╭─ TEKST ŹRÓDŁOWY
Nasza Loteria SR - pasek na kartach artykułów

Koszykówka. Polskie kluby pokutują za błędy z przeszłości

Rafał Bajko
Piotr Ignatowicz (pierwszy z prawej) po raz pierwszy samodzielnie poprowadzi klub w Tauron Basket Lidze
Piotr Ignatowicz (pierwszy z prawej) po raz pierwszy samodzielnie poprowadzi klub w Tauron Basket Lidze Piotr Ignatowicz - facebook.com
Rozmowa z Piotrem Ignatowiczem, trenerem PGE Turowa Zgorzelec, m.in. o budowie zespołu na nowy sezon czy zawodowym wyjeździe do Belgradu.

Przez dwa lata pracował Pan w Zgorzelcu jako asystent pierwszego szkoleniowca. Teraz przy-szła pora na samodzielne prowadzenie zespołu. Ma Pan w związku z tym jakieś obawy?

Nie boję się. Na pewno jest to dla mnie wyzwanie i czuję swego rodzaju adrenalinę. Dla mnie to spora szansa na rozwój w pracy trenerskiej, ale chcę też udowodnić działaczom klubu, że podjęli słuszną decyzję, powierzając prowadzenie drużyny właśnie mnie.

Nie jest tajemnicą, że w nowych rozgrywkach PGE Turów będzie dysponował niższym budżetem. Jaki jest w takim razie plan, aby ten fakt nie odbił się znacząco na jakości zespołu?
╰─
╭─ WYODRĘBNIONE DANE
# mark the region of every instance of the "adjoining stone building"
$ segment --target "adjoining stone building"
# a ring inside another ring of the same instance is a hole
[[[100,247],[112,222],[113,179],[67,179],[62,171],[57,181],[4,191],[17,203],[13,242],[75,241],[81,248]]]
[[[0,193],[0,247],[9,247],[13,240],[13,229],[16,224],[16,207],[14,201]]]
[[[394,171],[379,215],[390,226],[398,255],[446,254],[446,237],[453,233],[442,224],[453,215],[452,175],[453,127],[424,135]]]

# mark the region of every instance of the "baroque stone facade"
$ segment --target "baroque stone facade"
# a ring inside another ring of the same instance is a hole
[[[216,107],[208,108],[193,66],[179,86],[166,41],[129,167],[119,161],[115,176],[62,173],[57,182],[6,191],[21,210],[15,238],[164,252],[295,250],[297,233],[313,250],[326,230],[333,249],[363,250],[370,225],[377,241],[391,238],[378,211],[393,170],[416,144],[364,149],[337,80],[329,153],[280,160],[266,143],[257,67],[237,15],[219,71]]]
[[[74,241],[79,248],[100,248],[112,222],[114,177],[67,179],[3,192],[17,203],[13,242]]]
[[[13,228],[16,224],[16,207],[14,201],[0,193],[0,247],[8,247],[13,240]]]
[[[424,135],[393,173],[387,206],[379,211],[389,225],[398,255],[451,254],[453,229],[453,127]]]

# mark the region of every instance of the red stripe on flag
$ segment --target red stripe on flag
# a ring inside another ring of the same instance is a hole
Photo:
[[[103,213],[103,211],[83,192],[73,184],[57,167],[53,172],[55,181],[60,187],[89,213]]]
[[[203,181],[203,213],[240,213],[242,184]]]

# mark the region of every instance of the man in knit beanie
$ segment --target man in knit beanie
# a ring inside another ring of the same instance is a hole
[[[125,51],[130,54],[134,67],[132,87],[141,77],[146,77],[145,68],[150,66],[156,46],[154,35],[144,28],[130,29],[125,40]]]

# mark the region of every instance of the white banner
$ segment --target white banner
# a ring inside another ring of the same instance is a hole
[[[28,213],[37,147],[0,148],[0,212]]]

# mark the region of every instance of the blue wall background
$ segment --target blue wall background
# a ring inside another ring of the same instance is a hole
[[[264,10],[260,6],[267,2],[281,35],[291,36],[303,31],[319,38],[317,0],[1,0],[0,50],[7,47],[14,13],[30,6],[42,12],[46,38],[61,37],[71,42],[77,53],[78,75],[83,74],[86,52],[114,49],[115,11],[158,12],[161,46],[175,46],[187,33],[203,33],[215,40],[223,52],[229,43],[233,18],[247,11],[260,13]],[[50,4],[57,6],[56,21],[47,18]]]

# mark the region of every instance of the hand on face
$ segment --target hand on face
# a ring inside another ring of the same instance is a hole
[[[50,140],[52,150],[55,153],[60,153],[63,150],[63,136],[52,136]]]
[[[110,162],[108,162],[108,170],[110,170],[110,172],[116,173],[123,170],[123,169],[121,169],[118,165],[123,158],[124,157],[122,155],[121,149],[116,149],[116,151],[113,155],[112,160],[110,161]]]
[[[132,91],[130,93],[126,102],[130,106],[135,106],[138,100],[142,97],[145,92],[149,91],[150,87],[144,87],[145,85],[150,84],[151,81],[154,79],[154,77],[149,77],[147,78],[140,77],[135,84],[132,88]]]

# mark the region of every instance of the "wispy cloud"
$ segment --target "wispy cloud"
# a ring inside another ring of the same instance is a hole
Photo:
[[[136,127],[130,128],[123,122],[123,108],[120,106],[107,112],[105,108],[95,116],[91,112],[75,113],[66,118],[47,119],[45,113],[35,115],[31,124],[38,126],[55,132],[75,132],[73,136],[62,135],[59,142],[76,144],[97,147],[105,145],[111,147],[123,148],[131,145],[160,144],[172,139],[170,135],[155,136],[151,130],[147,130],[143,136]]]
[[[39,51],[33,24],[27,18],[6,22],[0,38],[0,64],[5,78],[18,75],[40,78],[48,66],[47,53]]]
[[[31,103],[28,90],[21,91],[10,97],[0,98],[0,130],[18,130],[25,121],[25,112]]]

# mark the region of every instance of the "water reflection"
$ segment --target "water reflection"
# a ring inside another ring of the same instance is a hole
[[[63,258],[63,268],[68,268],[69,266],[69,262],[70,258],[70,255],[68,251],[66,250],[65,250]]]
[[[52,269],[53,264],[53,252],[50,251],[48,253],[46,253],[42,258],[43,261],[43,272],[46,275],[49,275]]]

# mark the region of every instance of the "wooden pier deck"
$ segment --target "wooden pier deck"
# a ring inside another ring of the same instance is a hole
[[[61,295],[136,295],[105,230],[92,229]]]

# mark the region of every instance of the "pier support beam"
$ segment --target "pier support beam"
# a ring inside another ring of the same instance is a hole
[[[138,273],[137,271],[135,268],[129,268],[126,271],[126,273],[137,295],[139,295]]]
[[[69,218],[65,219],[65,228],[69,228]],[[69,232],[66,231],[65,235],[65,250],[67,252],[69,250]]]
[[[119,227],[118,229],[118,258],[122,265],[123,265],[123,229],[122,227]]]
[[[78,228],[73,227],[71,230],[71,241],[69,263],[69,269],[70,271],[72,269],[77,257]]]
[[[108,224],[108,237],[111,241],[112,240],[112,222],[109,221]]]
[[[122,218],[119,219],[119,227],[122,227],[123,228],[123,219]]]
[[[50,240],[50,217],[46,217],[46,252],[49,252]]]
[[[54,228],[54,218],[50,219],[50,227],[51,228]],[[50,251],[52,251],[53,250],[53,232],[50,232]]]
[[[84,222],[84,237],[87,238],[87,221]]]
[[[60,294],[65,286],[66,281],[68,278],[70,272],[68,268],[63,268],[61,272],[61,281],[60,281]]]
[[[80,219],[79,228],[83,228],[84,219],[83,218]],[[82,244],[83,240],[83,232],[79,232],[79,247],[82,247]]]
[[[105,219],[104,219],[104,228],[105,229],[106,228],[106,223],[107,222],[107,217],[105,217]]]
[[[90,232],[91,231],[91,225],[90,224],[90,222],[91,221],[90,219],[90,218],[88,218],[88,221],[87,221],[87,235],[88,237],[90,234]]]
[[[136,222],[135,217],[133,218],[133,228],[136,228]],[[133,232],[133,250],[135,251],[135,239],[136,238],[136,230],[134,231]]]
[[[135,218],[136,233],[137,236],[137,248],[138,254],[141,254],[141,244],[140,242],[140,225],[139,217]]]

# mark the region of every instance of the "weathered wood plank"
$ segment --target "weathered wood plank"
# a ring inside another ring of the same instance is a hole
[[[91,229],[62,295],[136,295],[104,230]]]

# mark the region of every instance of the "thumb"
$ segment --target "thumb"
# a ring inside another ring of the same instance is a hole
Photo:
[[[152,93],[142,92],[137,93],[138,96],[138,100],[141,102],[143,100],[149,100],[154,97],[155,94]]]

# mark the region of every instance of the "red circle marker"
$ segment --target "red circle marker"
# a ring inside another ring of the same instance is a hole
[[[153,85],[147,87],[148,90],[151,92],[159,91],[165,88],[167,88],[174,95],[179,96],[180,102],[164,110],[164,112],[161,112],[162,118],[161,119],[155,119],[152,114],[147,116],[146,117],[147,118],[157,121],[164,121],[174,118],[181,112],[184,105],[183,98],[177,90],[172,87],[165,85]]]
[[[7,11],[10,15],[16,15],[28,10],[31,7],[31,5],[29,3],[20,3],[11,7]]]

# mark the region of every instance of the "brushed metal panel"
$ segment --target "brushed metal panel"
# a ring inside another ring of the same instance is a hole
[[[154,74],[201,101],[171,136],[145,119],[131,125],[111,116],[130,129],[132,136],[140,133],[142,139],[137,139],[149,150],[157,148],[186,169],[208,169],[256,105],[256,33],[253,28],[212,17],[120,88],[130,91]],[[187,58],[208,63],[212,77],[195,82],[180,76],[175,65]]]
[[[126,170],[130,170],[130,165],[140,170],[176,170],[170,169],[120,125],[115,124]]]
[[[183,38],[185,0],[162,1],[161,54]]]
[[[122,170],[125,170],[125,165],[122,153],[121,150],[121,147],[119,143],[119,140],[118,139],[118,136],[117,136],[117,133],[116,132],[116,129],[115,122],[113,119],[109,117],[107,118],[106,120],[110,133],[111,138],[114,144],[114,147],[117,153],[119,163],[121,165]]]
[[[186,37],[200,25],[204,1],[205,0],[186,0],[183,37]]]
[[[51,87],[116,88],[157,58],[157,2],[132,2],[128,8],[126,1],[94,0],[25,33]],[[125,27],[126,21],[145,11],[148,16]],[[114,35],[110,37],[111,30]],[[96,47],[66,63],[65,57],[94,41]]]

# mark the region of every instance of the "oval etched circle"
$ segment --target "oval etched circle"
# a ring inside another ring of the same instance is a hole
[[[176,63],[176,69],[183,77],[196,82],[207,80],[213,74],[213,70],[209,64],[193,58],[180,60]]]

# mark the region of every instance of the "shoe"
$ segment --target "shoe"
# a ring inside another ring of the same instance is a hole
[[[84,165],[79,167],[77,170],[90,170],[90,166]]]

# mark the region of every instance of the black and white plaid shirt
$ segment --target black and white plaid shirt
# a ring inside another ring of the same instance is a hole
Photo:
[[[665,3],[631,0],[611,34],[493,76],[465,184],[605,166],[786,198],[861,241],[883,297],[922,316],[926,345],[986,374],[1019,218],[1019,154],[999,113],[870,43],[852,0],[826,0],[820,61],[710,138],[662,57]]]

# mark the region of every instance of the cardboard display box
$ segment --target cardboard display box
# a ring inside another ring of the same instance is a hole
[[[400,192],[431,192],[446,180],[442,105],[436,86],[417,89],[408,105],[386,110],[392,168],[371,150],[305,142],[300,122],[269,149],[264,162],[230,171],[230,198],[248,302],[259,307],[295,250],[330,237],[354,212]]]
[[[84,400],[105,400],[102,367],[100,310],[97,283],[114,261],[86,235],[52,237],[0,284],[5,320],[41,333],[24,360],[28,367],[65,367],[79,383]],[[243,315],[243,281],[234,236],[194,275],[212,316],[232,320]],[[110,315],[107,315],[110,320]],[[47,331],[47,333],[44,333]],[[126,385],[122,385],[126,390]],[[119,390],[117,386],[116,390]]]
╰─
(ZADANIA DO WYKONANIA):
1/ Streść w dwóch zdaniach wywiad z trenerem PGE Turowa Zgorzelec.
2/ Przepisz bez zmian fragment wywiadu od słów „Nie boję się.” aż do słów „drużyny właśnie mnie.” włącznie.
Dane stanowią materiał odrębny od wywiadu.

(W ODPOWIEDZI):
1/ Piotr Ignatowicz przez dwa lata był w Zgorzelcu asystentem pierwszego szkoleniowca, a teraz po raz pierwszy samodzielnie poprowadzi klub w Tauron Basket Lidze. Twierdzi, że się nie boi, traktuje to jako wyzwanie i szansę na rozwój w pracy trenerskiej, a zarazem chce udowodnić działaczom klubu, że podjęli słuszną decyzję.

2/
Nie boję się. Na pewno jest to dla mnie wyzwanie i czuję swego rodzaju adrenalinę. Dla mnie to spora szansa na rozwój w pracy trenerskiej, ale chcę też udowodnić działaczom klubu, że podjęli słuszną decyzję, powierzając prowadzenie drużyny właśnie mnie.